**EXERCISE DESCRIPTION:** Records follow. Copy every line with "instance".

Stored records
:::::
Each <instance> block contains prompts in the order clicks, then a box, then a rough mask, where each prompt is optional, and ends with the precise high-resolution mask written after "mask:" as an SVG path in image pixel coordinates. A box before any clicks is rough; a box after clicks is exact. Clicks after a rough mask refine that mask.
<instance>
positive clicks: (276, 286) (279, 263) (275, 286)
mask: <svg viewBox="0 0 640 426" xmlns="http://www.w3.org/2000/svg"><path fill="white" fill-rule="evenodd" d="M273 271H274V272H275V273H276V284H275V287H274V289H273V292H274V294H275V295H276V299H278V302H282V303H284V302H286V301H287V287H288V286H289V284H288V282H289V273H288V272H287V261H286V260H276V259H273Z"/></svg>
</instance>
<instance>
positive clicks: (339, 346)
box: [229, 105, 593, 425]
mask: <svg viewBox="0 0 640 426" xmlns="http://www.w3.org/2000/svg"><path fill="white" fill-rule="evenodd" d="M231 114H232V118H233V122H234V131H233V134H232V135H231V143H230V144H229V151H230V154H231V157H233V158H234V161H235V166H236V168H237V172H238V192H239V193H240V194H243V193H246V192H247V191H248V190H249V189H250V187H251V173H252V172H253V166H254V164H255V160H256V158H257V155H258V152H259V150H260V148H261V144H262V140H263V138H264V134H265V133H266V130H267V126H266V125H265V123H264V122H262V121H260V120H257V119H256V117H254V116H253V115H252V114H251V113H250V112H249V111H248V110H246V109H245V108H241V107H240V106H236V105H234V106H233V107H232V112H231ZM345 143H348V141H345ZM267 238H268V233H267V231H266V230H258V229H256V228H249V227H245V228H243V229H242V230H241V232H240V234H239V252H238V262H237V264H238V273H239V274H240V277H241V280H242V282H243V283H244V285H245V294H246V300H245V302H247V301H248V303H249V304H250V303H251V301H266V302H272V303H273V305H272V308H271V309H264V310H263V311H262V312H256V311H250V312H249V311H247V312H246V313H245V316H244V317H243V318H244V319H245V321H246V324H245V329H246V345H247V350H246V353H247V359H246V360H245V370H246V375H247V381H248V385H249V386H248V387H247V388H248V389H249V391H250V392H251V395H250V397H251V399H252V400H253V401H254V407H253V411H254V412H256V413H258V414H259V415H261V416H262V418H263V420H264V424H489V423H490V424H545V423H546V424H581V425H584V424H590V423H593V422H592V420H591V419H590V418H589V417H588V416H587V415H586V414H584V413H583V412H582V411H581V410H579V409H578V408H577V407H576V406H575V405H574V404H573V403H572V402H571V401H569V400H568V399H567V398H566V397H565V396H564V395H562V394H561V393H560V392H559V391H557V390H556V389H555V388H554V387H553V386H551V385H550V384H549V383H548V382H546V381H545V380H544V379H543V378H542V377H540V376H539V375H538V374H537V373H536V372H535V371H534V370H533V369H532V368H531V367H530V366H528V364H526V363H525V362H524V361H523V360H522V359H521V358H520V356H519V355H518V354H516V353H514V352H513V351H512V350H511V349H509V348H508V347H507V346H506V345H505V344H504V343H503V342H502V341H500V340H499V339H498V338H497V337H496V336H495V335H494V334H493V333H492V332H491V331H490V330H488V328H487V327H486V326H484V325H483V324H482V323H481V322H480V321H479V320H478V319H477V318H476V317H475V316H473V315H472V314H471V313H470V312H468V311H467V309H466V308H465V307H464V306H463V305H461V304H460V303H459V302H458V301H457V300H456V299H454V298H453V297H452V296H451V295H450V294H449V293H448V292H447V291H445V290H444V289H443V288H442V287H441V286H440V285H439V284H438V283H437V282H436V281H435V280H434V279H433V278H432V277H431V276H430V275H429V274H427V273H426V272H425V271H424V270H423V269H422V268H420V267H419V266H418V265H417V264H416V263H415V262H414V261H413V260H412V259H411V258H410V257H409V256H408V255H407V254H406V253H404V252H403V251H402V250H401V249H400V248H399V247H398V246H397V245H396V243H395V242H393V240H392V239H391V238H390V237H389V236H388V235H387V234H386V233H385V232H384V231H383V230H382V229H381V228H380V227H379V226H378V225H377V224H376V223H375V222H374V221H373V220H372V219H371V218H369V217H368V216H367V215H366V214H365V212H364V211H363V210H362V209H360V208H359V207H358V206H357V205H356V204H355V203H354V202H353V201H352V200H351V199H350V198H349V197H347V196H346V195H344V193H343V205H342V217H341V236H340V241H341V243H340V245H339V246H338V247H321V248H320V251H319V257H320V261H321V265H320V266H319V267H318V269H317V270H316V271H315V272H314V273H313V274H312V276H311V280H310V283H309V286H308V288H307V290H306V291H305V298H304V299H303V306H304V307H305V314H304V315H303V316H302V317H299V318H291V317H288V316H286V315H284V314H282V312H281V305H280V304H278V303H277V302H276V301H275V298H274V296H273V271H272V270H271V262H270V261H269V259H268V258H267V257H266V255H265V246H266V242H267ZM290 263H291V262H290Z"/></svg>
:::::
**EXERCISE OUTPUT:**
Each <instance> block contains prompts in the order clicks, then a box, then a rough mask, where each prompt is optional, and ends with the precise high-resolution mask written after "mask:" as an SVG path in image pixel coordinates. A box before any clicks is rough; a box after clicks is exact. Clicks after a rough mask refine that mask.
<instance>
</instance>
<instance>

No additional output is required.